(Beginning of Data for processing)

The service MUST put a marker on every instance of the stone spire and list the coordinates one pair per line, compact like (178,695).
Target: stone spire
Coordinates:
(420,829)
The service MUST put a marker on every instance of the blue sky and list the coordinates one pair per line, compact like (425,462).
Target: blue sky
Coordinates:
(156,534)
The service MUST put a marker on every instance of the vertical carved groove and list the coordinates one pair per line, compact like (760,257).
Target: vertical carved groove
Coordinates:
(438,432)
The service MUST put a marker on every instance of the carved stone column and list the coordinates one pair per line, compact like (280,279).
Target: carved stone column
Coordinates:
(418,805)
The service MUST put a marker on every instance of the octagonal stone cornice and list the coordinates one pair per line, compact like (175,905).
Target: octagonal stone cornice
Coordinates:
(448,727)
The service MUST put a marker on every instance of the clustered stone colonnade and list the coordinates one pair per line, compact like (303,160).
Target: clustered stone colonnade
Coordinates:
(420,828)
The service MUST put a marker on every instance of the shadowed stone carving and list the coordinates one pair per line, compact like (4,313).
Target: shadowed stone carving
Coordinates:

(End of Data for processing)

Problem requirements ->
Some lines of the listing may include the string "vertical". Tally them and report only the total.

Answer to the exercise ->
2